What the task requires: Can you reproduce the listing below in full, swapping each "put a marker" for "place a dot" and leaving everything else as it is?

Input records:
* * * * * * *
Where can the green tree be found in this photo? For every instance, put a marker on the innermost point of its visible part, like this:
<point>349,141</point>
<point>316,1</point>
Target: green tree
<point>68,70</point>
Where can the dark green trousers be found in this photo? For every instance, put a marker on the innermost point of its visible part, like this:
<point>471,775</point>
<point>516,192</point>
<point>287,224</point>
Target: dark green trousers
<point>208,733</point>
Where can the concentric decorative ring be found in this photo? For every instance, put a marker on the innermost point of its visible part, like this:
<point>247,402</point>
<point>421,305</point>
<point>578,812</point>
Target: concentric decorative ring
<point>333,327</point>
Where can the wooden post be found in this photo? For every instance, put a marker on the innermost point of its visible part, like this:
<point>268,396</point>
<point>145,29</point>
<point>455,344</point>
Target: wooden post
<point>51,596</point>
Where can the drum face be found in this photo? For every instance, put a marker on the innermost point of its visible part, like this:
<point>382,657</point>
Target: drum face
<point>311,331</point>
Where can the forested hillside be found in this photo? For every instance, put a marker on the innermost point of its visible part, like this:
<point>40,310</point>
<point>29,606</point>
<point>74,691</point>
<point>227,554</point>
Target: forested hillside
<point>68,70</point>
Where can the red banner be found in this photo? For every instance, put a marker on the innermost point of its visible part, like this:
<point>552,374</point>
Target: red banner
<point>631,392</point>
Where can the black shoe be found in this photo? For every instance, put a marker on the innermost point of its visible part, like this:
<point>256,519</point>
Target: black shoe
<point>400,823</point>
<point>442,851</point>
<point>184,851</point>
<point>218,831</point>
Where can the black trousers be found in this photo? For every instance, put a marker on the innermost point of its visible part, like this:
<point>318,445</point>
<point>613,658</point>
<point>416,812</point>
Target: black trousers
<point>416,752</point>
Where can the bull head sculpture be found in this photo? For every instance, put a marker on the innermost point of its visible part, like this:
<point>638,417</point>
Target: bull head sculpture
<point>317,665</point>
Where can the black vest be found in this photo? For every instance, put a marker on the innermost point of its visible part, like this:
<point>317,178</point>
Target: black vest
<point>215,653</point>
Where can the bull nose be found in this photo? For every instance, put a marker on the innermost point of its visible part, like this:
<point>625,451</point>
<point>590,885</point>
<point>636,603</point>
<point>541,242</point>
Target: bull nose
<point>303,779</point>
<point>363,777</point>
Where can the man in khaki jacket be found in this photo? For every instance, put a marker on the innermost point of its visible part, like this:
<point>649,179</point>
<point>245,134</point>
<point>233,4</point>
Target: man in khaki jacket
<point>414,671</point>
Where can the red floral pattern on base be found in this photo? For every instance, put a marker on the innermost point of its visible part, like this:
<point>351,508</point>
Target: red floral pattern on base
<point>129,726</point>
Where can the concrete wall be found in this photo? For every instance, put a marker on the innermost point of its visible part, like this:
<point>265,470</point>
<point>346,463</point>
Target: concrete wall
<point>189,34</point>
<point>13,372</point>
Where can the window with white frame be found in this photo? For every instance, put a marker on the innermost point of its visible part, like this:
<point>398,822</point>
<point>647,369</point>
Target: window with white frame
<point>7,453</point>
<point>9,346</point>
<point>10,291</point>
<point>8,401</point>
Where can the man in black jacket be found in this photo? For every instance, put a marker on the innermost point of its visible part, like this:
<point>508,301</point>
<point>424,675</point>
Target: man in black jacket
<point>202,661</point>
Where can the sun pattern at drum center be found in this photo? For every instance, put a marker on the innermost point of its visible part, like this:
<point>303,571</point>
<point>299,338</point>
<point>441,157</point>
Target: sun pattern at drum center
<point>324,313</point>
* * * * * * *
Response to the task:
Where can the green tree be found in this photo? For every instance, place a dot on the innermost point of its visible part, like this:
<point>349,141</point>
<point>316,1</point>
Target: green tree
<point>68,70</point>
Where can the dark green trousers be found in this photo? For every instance, place a dot on the innermost point of its visible part, like this:
<point>471,775</point>
<point>516,192</point>
<point>287,224</point>
Target: dark green trousers
<point>208,733</point>
Where can the concentric decorative ring be found in this photo? For every instance, place a dot on the innermost point of its visible part, like this:
<point>247,402</point>
<point>421,305</point>
<point>578,812</point>
Target: concentric decorative ring
<point>333,327</point>
Where can the wooden post be found in this photo? For every instance, place a dot on the innermost point of its visible part, like this:
<point>268,396</point>
<point>145,29</point>
<point>455,344</point>
Target: wooden post
<point>51,596</point>
Where can the drum face be found in this photo? For every instance, place a dot on the innermost point of its visible part, like this:
<point>382,657</point>
Target: drum face
<point>311,331</point>
Where can the forested hillside be found in this photo? For every instance, place a dot on the innermost point of its visible part, like this:
<point>40,310</point>
<point>29,606</point>
<point>74,691</point>
<point>227,554</point>
Target: forested hillside
<point>68,70</point>
Where can the red banner be found in this photo? For every instance, place a dot on the innermost point of its visible part, like this:
<point>552,374</point>
Target: red banner
<point>631,392</point>
Where can the black shoe be found in this photo? For every instance, place a dot on the innermost point of its visible part, like this:
<point>256,519</point>
Target: black shoe
<point>400,823</point>
<point>442,851</point>
<point>184,851</point>
<point>218,831</point>
Where can the black trousers be found in this photo? For every instance, place a dot on the innermost point of its visible part, like this:
<point>318,445</point>
<point>613,658</point>
<point>416,812</point>
Target: black trousers
<point>416,752</point>
Where can the bull head sculpture be found in this photo? For every instance, place a dot on the innermost point of its visible part, like this:
<point>638,417</point>
Target: bull head sculpture
<point>317,665</point>
Where can the black vest be found in this photo? For every instance, place a dot on the innermost point of its visible part, like this:
<point>317,178</point>
Target: black vest
<point>215,653</point>
Where can the bull nose be found in this photo? For every instance, place a dot on the innermost point of its visible part, like this:
<point>625,451</point>
<point>590,885</point>
<point>636,603</point>
<point>541,242</point>
Target: bull nose
<point>303,779</point>
<point>363,777</point>
Where can the man in khaki jacket be found in this photo? For every instance, place a dot on the innermost point of its visible part, like this:
<point>649,179</point>
<point>245,134</point>
<point>233,4</point>
Target: man in khaki jacket
<point>414,671</point>
Where can the red floral pattern on base be found in this photo? For every instance, place a dot on the innermost point of its visible part, like this:
<point>351,508</point>
Target: red floral pattern on base
<point>129,726</point>
Where can the concrete wall be found in this photo? For every instance, place a dot on the innermost point of its visible part, like this:
<point>265,470</point>
<point>346,463</point>
Target: concrete wall
<point>189,34</point>
<point>13,372</point>
Where can the window with white frame be found in this photo? For every instance, place a dot on the innermost point of its visible part, like this:
<point>398,822</point>
<point>647,369</point>
Target: window with white frame
<point>7,453</point>
<point>9,346</point>
<point>10,291</point>
<point>8,401</point>
Where can the man in black jacket be found in this photo? For every instance, place a dot on the innermost point of its visible part, like this:
<point>508,301</point>
<point>424,675</point>
Target: man in black jacket
<point>202,661</point>
Where can the sun pattern at drum center be found in this photo? For every instance, place a dot on the innermost point of its visible part, like this:
<point>303,571</point>
<point>299,338</point>
<point>441,157</point>
Target: sun pattern at drum center
<point>324,313</point>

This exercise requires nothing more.